### Textauszug ###

Entsprechend verhielten sich die Kyniker im hellenistischen Weltreich. Schlecht, ja schmutzig gekleidet und mit einem Rucksack auf dem Rücken für wenig Proviant nur lebten sie in ärmlichsten Verhältnissen in den Tag hinein. Wie die Anarchisten waren sie gegen jegliche Art von Staatsform. Sie bezeichneten sich als Weltbürger, als Kosmopoliten, und waren deshalb „überall zu Hause“. Sie liebten die Provokation. Ein Kyniker sieht schlecht gelaunt und gefährlich aus, schreibt Lukian. Man hat Angst davor, ihm zu nahe zu kommen, er hat immer einen Knüppel bei sich zum Drauflos-Schlagen.
Die Unangepasstheit und Ablehnung gesellschaftlicher Konventionen gegenüber geht sogar so weit, dass in aller Öffentlichkeit masturbiert wird. Die Masturbation sei eine „Natur-Notwendigkeit“, sexuelle Lust war zum Kinder zeugen und als Provokation erlaubt:
Verrichte ohne Angst vor aller Welt Augen, was niemand sogar im Verborgenen tun möchte(3), und habe keinen Begriff davon, wie man über etwas erröten kann. Wenn du der Venus opferst, so geschehe es immer auf die widersinnigste und lächerlichste Art – Liebe, Ehe und Familie werden strikt abgelehnt.

###

• **Aufgabe**
Gib den Absatz aus dem Text über die Kyniker, der mit „Entsprechend verhielten sich“ beginnt, als knappe Stichpunktliste wieder und behalte seine wesentlichen Fakten bei.

### Datenblock ###

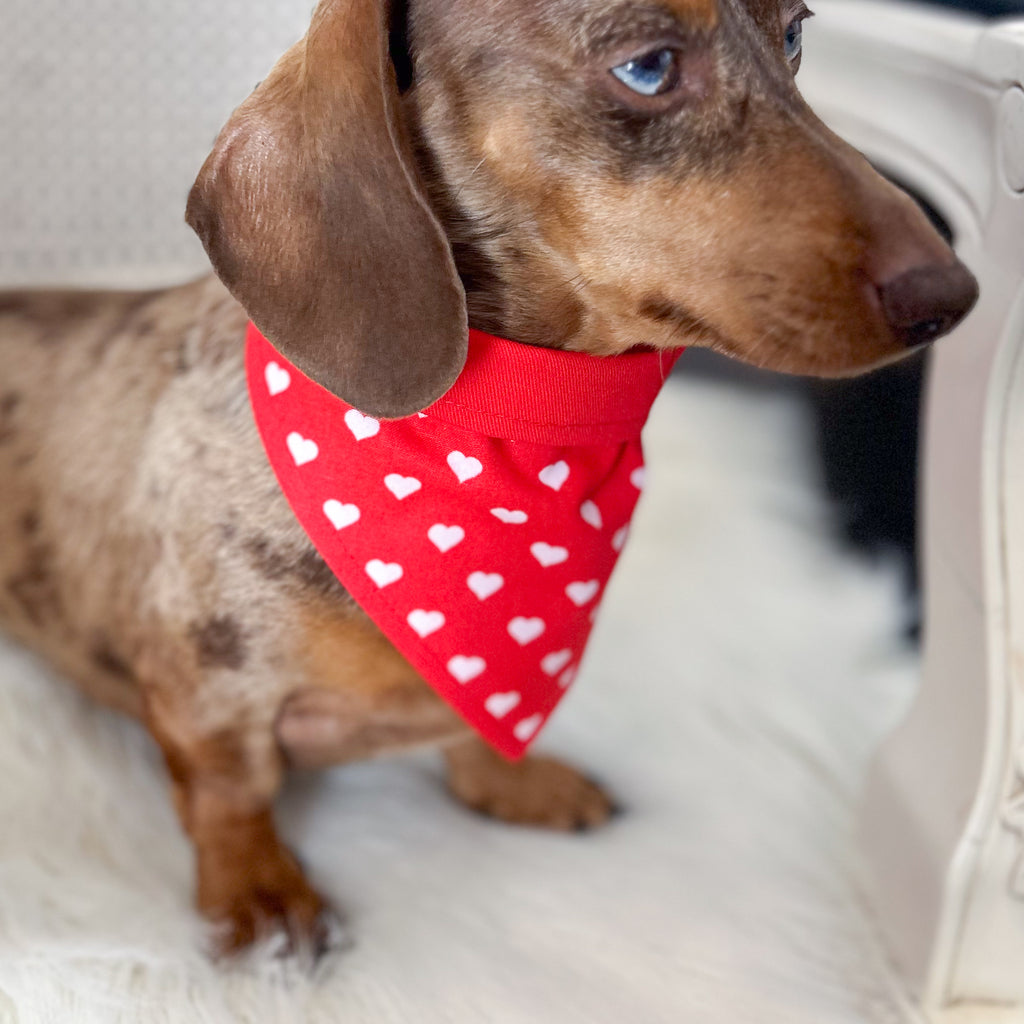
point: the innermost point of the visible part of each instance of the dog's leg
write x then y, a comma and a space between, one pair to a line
536, 791
249, 884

###

• **Lösung**
- Kyniker im hellenistischen Weltreich: schlecht, sogar schmutzig gekleidet
- Rucksack mit wenig Proviant, Leben in ärmlichsten Verhältnissen und in den Tag hinein
- wie Anarchisten gegen jede Staatsform
- sahen sich als Weltbürger (Kosmopoliten), daher „überall zu Hause“
- liebten die Provokation
- laut Lukian schlecht gelaunt und gefährlich wirkend, man fürchtet ihre Nähe, stets mit einem Knüppel zum Zuschlagen